*Work task*. An exact transcript of the records is what this task asks for.

=-=-=-=-=

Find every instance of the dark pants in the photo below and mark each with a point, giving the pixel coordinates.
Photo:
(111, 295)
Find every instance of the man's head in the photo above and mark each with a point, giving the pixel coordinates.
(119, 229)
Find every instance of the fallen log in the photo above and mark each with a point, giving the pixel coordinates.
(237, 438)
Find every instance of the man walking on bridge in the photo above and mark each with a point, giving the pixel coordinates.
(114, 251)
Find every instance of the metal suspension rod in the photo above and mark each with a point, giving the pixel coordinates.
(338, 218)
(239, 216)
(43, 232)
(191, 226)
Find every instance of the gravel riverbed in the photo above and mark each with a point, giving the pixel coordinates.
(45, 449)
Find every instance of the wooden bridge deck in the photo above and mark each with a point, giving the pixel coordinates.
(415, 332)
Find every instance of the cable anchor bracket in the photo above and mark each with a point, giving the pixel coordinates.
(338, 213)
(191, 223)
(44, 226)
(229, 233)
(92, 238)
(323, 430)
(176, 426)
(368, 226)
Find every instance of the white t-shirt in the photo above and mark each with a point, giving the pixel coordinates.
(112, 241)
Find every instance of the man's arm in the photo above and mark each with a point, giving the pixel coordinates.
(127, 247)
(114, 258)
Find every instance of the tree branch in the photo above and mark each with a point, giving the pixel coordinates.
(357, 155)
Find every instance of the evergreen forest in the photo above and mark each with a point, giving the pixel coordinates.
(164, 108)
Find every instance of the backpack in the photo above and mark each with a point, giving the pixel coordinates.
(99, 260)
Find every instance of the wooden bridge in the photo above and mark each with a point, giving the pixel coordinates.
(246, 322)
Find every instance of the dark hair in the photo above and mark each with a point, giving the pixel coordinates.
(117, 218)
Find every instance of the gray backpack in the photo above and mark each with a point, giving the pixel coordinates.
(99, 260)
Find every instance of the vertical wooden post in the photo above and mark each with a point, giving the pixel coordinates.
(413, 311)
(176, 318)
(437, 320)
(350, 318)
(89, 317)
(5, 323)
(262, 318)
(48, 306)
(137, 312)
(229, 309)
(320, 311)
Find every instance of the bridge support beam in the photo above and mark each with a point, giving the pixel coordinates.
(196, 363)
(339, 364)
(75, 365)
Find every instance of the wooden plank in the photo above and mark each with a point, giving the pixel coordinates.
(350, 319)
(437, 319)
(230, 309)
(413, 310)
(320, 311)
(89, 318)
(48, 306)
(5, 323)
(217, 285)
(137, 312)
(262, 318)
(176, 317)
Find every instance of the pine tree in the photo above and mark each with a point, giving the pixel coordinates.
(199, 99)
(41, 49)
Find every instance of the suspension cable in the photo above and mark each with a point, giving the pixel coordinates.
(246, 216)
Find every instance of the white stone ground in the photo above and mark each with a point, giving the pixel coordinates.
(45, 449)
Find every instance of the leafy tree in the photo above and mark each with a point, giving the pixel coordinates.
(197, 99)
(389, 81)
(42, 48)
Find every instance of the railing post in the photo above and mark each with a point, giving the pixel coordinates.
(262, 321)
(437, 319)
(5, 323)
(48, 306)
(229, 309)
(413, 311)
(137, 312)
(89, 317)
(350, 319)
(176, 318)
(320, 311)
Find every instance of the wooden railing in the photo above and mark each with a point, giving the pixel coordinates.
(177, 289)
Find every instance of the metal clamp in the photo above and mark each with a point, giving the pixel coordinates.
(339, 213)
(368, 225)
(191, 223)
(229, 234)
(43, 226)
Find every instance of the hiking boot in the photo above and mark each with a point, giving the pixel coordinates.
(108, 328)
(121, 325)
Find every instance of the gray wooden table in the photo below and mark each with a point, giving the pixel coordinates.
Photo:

=-=-=-=-=

*Exercise output*.
Find every instance of the dark pants in the photo below and mark each with a point, giving the pixel coordinates.
Photo:
(111, 295)
Find every instance of the man's head in the photo above and mark each with a point, giving the pixel coordinates.
(119, 229)
Find every instance of the fallen log in the photo above and mark each with a point, giving the pixel coordinates.
(237, 438)
Find every instance of the man walking on bridge in the photo above and mark each with a point, giving the pixel coordinates.
(114, 251)
Find every instance of the metal suspension rod in the photo above and mark each with a point, giving the pixel coordinates.
(338, 218)
(239, 216)
(43, 232)
(191, 226)
Find every instance of the gravel riverbed in the photo above and mark each with a point, giving the pixel coordinates.
(45, 449)
Find every instance of the wooden bridge deck in the photo above and mark each with a point, giving the pixel coordinates.
(415, 332)
Find every instance of the cable anchor bracket in the photo above and mark each with a point, giving the pixel coordinates.
(338, 213)
(191, 223)
(44, 226)
(229, 233)
(92, 238)
(323, 430)
(176, 426)
(368, 226)
Find every instance of the white t-shirt in the photo above and mark each with a point, giving the pixel coordinates.
(112, 241)
Find every instance of the man's arm in the photo above and mark each with a point, giving the pixel coordinates.
(127, 247)
(114, 258)
Find every instance of the tree branch in the photo above and mark each with a point, giving the pixel coordinates.
(357, 155)
Find every instance of the evergreen forest in the photo above and mark each with a point, giving the pixel coordinates.
(164, 108)
Find every instance of the backpack in the photo above and mark each with a point, giving the pixel coordinates.
(99, 260)
Find every instance of the wooden bridge in the photo above and mark each with a point, giving the pixel coordinates.
(246, 322)
Find every instance of the dark hair in the photo above and mark each with a point, giving the pixel coordinates.
(117, 218)
Find every instance of the gray backpack in the photo above and mark each with a point, giving the pixel coordinates.
(99, 260)
Find every instance of the vertical wooden post in the photo above and mark each with a point, giving the pixel coordinates.
(413, 311)
(176, 318)
(437, 320)
(350, 318)
(89, 317)
(5, 323)
(262, 318)
(48, 306)
(137, 312)
(229, 309)
(320, 311)
Find every instance of the bridge support beam in the photo above and mark each with a point, giving the pixel coordinates.
(196, 363)
(339, 364)
(75, 365)
Find every instance of the wooden plank in the photo above and mark each with a point, giving the pixel coordinates.
(350, 319)
(437, 319)
(230, 309)
(413, 310)
(320, 311)
(89, 318)
(48, 306)
(5, 323)
(217, 285)
(137, 312)
(262, 318)
(176, 317)
Find every instance of the pine tree in the photo above and mark each with a point, giving the pixel coordinates.
(199, 99)
(41, 49)
Find every instance of the suspension cable in the photo above and mark each with a point, giving the pixel coordinates.
(246, 216)
Find every instance of the white stone ground in the photo above and mark each with a point, giving the pixel coordinates.
(45, 449)
Find every instance of the leafy tree in the photo above and mark each with a point, giving the pixel coordinates.
(197, 99)
(389, 81)
(42, 48)
Find every instance of the railing post in the photo above and mark each with a point, giving the pixel coordinates.
(262, 321)
(437, 319)
(5, 323)
(48, 306)
(229, 309)
(413, 311)
(137, 312)
(89, 317)
(350, 319)
(176, 318)
(320, 311)
Find every instance of the wooden railing in the photo above and mark each with a point, giving the pixel coordinates.
(177, 289)
Find every instance of the metal clamp in the photo above and mark each with a point, giving the pixel coordinates.
(339, 213)
(368, 225)
(191, 223)
(229, 234)
(43, 226)
Find every instance of the hiking boot in the photo above and mark each with a point, giving the pixel coordinates.
(108, 328)
(121, 325)
Find every instance of the gray wooden table in the photo below and mark each with a point, giving the pixel coordinates.
Photo:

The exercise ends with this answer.